■ TAREAS POR REALIZAR ■
- a) Enumera todas las referencias bíblicas que aparecen entre paréntesis en el texto sobre Pentecostés.
- b) Según el texto sobre Pentecostés, ¿qué gesto hizo el Señor al decir a los Apóstoles "Recibid el Espíritu Santo"?
- c) Prolonga el texto sobre Pentecostés a partir de su última frase.

■ TEXTO DE LECTURA ■
----
Cada vez que celebramos
la eucaristía vivimos en la fe el misterio que se realiza en el altar; es
decir, participamos en el acto supremo de amor que Cristo realizó con su muerte
y su resurrección. El único y mismo centro de la liturgia y de la vida cristiana
—el misterio pascual—, en las diversas solemnidades y fiestas asume
"formas" específicas, con nuevos significados y con dones
particulares de gracia. Entre todas las solemnidades Pentecostés destaca por su
importancia, pues en ella se realiza lo que Jesús mismo anunció como finalidad
de toda su misión en la tierra. En efecto, mientras subía a Jerusalén, declaró
a los discípulos: "He venido a arrojar un fuego sobre la tierra y ¡cuánto
desearía que ya estuviera encendido!" (Lc 12, 49). Estas palabras se cumplieron
de la forma más evidente cincuenta días después de la resurrección, en
Pentecostés, antigua fiesta judía que en la Iglesia ha llegado a ser la fiesta
por excelencia del Espíritu Santo: "Se les aparecieron unas lenguas como
de fuego (...) y quedaron todos llenos del Espíritu Santo" (Hch 2, 3-4).
Cristo trajo a la tierra el fuego verdadero, el Espíritu Santo. No se lo
arrebató a los dioses, como hizo Prometeo, según el mito griego, sino que se
hizo mediador del "don de Dios" obteniéndolo para nosotros con el
mayor acto de amor de la historia: su muerte en la cruz.
Dios quiere seguir
dando este "fuego" a toda generación humana y, naturalmente, es libre
de hacerlo como quiera y cuando quiera. Él es espíritu, y el espíritu
"sopla donde quiere" (cf. Jn 3, 8). Sin embargo, hay un "camino
normal" que Dios mismo ha elegido para "arrojar el fuego sobre la
tierra": este camino es Jesús, su Hijo unigénito encarnado, muerto y
resucitado. A su vez, Jesucristo constituyó la Iglesia como su Cuerpo místico,
para que prolongue su misión en la historia. "Recibid el Espíritu
Santo", dijo el Señor a los Apóstoles la tarde de la Resurrección,
acompañando estas palabras con un gesto expresivo: "sopló" sobre
ellos (cf. Jn 20, 22). Así manifestó que les transmitía su Espíritu, el
Espíritu del Padre y del Hijo.
----
[Fragmentos de datos de etiquetado de ubicaciones]
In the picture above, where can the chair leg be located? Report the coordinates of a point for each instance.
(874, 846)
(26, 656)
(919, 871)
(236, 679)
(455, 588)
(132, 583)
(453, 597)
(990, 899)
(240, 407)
----
■ PROBLEMAS RESUELTOS ■
- a)
Lc 12, 49
Hch 2, 3-4
cf. Jn 3, 8
cf. Jn 20, 22

- b) Sopló sobre ellos.

- c)
Ahora, queridos
hermanos y hermanas, en esta solemnidad, la Escritura nos dice una vez más cómo
debe ser la comunidad, cómo debemos ser nosotros, para recibir el don del
Espíritu Santo. En el relato que describe el acontecimiento de Pentecostés, el
autor sagrado recuerda que los discípulos "estaban todos reunidos en un
mismo lugar". Este "lugar" es el Cenáculo, la "sala grande
en el piso superior" (cf. Mc 14, 15) donde Jesús había celebrado con sus
discípulos la última Cena, donde se les había aparecido después de su
resurrección; esa sala se había convertido, por decirlo así, en la
"sede" de la Iglesia naciente (cf. Hch 1, 13). Sin embargo, los
Hechos de los Apóstoles, más que insistir en el lugar físico, quieren poner de
relieve la actitud interior de los discípulos: "Todos ellos perseveraban
en la oración con un mismo espíritu" (Hch 1, 14). Por consiguiente, la
concordia de los discípulos es la condición para que venga el Espíritu Santo; y
la concordia presupone la oración.
Esto, queridos hermanos
y hermanas, vale también para la Iglesia hoy; vale para nosotros, que estamos
aquí reunidos. Si queremos que Pentecostés no se reduzca a un simple rito o a
una conmemoración, aunque sea sugestiva, sino que sea un acontecimiento actual
de salvación, debemos disponernos con religiosa espera a recibir el don de Dios
mediante la humilde y silenciosa escucha de su Palabra. Para que Pentecostés se
renueve en nuestro tiempo, tal vez es necesario —sin quitar nada a la libertad
de Dios— que la Iglesia esté menos "ajetreada" en actividades y más
dedicada a la oración.
Nos lo enseña la Madre
de la Iglesia, María santísima, Esposa del Espíritu Santo. Este año Pentecostés
cae precisamente el último día de mayo, en el que de ordinario se celebra la
fiesta de la Visitación. También la Visitación fue una especie de pequeño
"pentecostés", que hizo brotar el gozo y la alabanza en el corazón de
Isabel y en el de María, una estéril y la otra virgen, ambas convertidas en
madres por una intervención divina extraordinaria (cf.Lc 1, 41-45). También la
música y el canto que acompañan nuestra liturgia nos ayudan a "perseverar
en la oración con un mismo espíritu"; por eso, expreso mi viva gratitud al
coro de la catedral y a la Kammerorchester de Colonia. Para esta liturgia, en
el bicentenario de la muerte de Joseph Haydn, se eligió muy oportunamente su
Harmoniemesse, la última de las "Misas" que compuso ese gran músico,
una sinfonía sublime para gloria de Dios. A todos los que os habéis reunido
aquí en esta circunstancia os dirijo mi más cordial saludo.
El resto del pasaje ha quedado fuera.